### Goal of the exercise
Extract each line of the data that contains the string "officer", and copy those lines unchanged in their original order.

### Rows
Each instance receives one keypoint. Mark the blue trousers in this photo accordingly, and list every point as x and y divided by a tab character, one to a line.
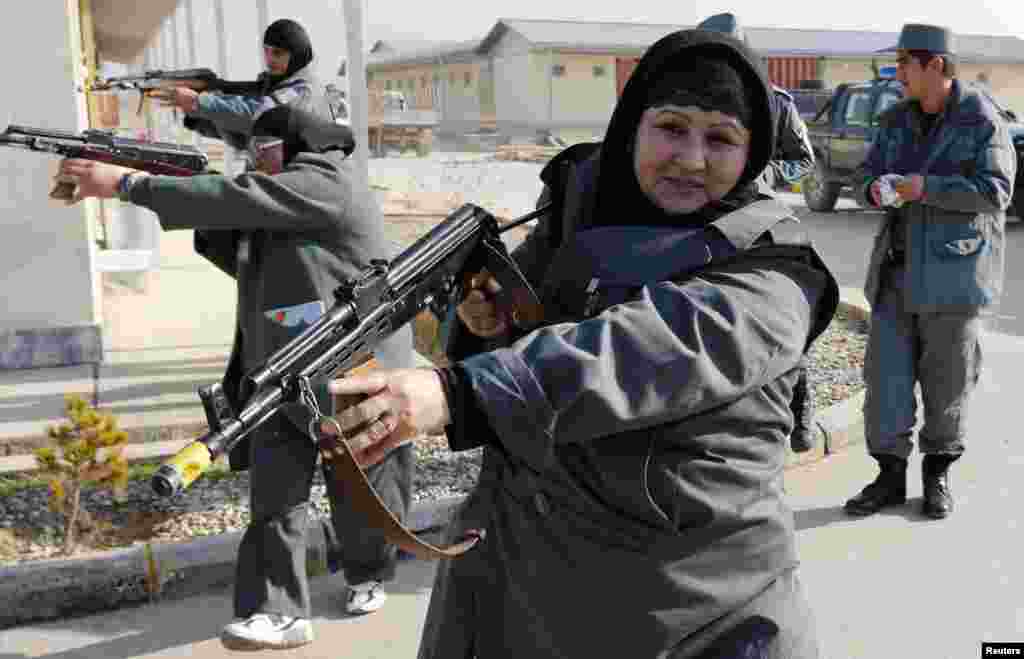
940	351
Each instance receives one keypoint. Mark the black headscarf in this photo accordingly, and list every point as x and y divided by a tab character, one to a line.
694	67
292	37
303	131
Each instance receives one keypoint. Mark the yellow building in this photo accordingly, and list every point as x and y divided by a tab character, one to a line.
564	76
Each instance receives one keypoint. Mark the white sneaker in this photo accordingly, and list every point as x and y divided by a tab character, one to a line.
267	630
365	598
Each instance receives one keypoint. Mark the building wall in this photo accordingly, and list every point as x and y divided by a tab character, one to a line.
516	100
47	277
1006	82
453	89
585	94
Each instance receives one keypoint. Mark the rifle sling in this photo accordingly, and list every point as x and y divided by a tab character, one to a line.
348	482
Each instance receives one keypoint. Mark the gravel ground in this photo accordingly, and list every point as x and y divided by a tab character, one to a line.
216	504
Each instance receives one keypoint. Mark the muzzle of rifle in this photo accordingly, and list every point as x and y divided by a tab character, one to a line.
182	469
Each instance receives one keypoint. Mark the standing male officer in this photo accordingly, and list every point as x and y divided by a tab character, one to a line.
943	168
794	157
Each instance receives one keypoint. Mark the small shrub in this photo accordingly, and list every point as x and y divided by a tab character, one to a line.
89	448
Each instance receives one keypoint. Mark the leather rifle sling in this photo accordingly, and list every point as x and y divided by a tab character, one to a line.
349	482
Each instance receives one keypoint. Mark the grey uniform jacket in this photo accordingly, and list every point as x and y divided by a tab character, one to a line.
637	455
288	239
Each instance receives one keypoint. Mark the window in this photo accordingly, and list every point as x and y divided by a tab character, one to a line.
858	108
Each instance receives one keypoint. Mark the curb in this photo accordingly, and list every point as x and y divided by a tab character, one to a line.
66	587
60	588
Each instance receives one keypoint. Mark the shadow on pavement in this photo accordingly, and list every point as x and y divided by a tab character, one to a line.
176	625
818	517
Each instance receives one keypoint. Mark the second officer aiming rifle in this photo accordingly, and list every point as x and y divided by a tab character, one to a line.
156	158
430	274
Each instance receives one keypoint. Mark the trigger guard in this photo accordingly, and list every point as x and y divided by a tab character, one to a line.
516	294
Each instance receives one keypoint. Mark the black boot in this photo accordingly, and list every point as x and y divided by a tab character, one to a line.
888	489
938	500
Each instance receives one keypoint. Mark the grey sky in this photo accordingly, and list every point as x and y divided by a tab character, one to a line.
463	20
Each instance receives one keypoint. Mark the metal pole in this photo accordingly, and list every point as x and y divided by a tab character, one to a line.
190	32
218	10
357	92
263	16
193	54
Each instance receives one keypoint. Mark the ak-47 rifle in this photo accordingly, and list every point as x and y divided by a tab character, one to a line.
150	83
431	274
156	158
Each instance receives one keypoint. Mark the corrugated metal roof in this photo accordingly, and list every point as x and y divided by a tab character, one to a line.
579	35
634	38
411	52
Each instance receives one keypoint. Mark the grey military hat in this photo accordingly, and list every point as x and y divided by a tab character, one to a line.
919	36
726	24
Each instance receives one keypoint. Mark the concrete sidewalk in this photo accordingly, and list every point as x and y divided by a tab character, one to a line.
162	341
166	333
894	584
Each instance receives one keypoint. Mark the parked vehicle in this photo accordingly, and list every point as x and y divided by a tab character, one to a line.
843	132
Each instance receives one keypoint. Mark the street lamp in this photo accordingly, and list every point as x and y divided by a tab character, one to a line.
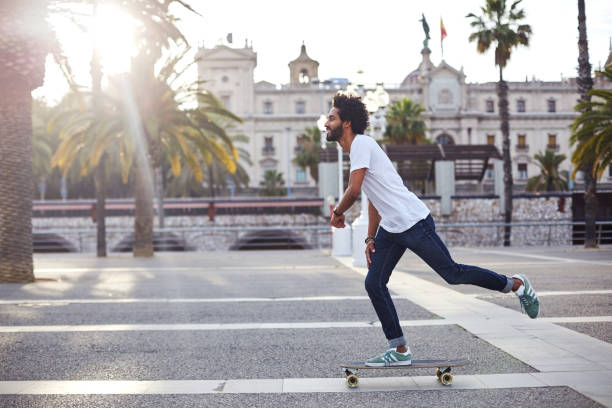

### Result of this exercise
Each instance receives one keypoint. Mark the standing male officer in this photo accordingly, and list every point as x and y divided by a tab character, one to a line.
Each instance receives one keypoint. Mark the second officer aiming rifle in this photo accordingly, and list every point as x and y divided by a tab character, one to a line.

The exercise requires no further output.